**SOAL SINGKAT 1**.
Sebutkan jumlah baris dalam catatan di bawah yang memuat kata "woman", dengan huruf besar dan kecil dibedakan. Jawab dengan angkanya saja.

**CUPLIKAN HALAMAN**.
Pria kelahiran Desa Sifnana Kecamatan Tanimbar --menikah
pada Februari 2005 ini, bersama kedua orang tuanya bertekad mewarisi
kebiasaan nenek moyangnya membikin sopi. Karena itu, tiap hari Ampi
memanjat pohon kelapa, mengambil mayang lalu diperas menjadi sagero (air
perasan mayang kelapa). Dari kira-kira 48 mayang akan menghasilkan 80
liter sagero. Dari 80 liter sagero itu direbus di belanga selama satu
jam, dan setelah itu uapnya akan menerobos melalui bambu yang memanjang
(ke atas, lurus, ke bawah, lurus lagi, kira-kira 15 meter)
berkelok-kelok hingga kemudian menetes ke botol minuman mineral (tempat
menampung tetesan). Uap yang menetes pelan itu adalah sopi. Melalui
penyulingan sederhana ini, Ampi mendapatkan 16 liter sopi dalam sekali
produksi.

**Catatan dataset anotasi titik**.
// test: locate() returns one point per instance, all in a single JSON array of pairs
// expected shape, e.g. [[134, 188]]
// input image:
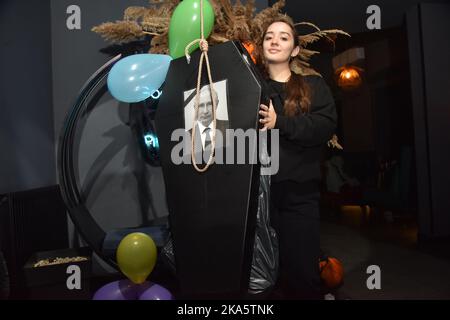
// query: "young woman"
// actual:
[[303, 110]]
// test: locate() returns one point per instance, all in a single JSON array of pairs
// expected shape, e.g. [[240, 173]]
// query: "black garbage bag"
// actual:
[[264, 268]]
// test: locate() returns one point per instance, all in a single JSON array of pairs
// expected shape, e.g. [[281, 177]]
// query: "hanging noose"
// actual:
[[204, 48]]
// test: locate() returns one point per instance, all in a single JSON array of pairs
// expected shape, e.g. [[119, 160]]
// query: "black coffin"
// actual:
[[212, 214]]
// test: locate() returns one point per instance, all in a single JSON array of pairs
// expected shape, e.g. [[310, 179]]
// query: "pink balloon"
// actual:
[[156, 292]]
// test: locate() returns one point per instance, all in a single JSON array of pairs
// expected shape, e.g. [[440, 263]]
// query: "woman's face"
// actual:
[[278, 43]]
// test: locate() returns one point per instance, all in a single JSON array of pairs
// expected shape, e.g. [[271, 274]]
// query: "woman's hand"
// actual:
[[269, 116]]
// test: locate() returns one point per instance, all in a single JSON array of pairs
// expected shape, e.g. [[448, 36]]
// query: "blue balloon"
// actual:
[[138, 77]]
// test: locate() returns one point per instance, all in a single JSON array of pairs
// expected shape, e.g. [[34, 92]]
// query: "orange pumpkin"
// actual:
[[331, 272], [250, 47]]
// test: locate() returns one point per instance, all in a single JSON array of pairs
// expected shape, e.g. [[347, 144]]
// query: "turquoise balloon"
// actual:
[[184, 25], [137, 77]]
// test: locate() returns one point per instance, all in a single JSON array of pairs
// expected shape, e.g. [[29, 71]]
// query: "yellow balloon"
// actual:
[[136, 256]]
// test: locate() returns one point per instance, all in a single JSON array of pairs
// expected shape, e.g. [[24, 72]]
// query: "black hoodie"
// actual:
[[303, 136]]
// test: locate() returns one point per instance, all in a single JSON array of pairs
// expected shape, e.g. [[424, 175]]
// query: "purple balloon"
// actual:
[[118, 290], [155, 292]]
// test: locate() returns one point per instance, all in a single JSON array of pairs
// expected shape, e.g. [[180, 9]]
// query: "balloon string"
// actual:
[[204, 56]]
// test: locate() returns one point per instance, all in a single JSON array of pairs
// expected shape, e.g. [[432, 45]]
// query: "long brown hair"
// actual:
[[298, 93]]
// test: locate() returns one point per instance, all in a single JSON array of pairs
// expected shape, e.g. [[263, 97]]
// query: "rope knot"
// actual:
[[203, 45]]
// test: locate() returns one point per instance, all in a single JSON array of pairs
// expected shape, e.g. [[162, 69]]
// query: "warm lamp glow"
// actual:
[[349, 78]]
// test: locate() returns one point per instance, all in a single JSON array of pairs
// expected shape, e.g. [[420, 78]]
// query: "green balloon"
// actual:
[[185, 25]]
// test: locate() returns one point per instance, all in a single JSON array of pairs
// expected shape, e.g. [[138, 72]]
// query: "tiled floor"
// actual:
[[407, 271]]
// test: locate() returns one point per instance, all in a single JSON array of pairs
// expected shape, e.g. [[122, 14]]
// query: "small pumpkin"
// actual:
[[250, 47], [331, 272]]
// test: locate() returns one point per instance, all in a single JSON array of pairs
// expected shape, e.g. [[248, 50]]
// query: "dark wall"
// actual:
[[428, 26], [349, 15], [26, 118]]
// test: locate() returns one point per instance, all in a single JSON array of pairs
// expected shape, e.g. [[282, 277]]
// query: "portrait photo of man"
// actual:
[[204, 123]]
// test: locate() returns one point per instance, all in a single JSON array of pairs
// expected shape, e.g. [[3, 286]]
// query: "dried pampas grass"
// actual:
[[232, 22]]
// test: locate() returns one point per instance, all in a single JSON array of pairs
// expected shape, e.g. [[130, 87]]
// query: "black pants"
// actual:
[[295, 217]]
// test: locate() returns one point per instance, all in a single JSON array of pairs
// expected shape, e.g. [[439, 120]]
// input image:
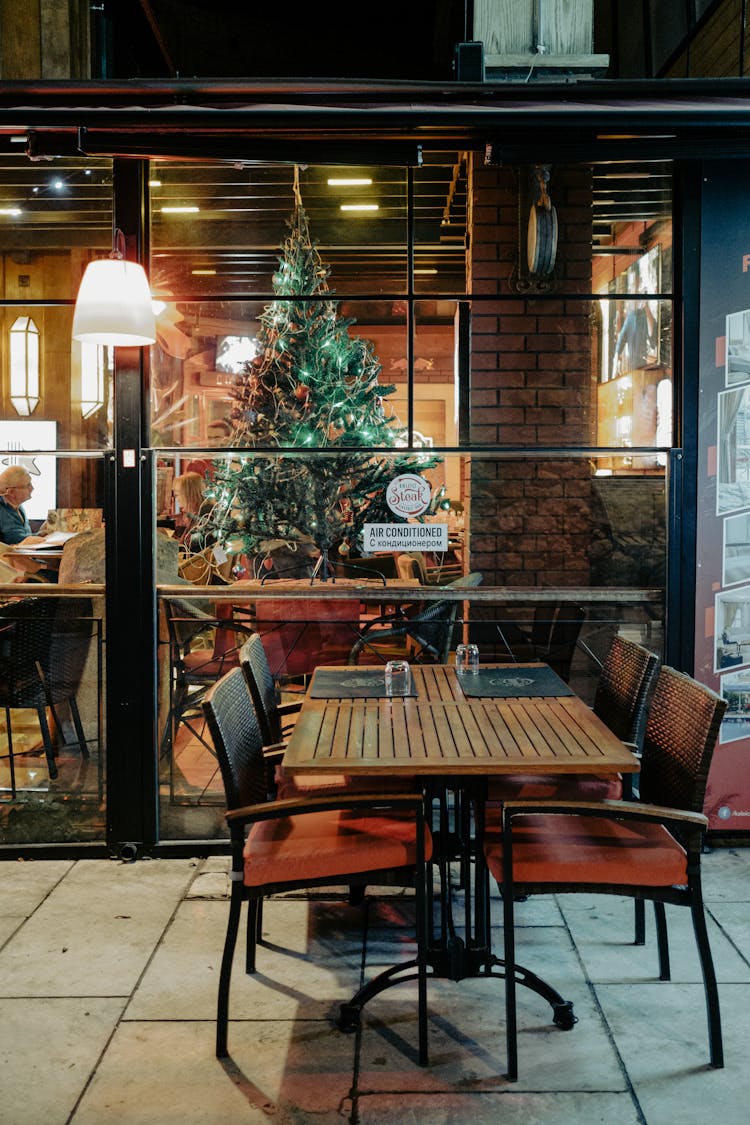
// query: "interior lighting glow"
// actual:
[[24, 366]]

**SOAL SINGKAT 2**.
Salin ulang seluruh cuplikan tentang pembuatan sopi di atas tanpa mengubah satu karakter pun.

**PENYELESAIAN 1**.
3

**PENYELESAIAN 2**.
Pria kelahiran Desa Sifnana Kecamatan Tanimbar --menikah
pada Februari 2005 ini, bersama kedua orang tuanya bertekad mewarisi
kebiasaan nenek moyangnya membikin sopi. Karena itu, tiap hari Ampi
memanjat pohon kelapa, mengambil mayang lalu diperas menjadi sagero (air
perasan mayang kelapa). Dari kira-kira 48 mayang akan menghasilkan 80
liter sagero. Dari 80 liter sagero itu direbus di belanga selama satu
jam, dan setelah itu uapnya akan menerobos melalui bambu yang memanjang
(ke atas, lurus, ke bawah, lurus lagi, kira-kira 15 meter)
berkelok-kelok hingga kemudian menetes ke botol minuman mineral (tempat
menampung tetesan). Uap yang menetes pelan itu adalah sopi. Melalui
penyulingan sederhana ini, Ampi mendapatkan 16 liter sopi dalam sekali
produksi.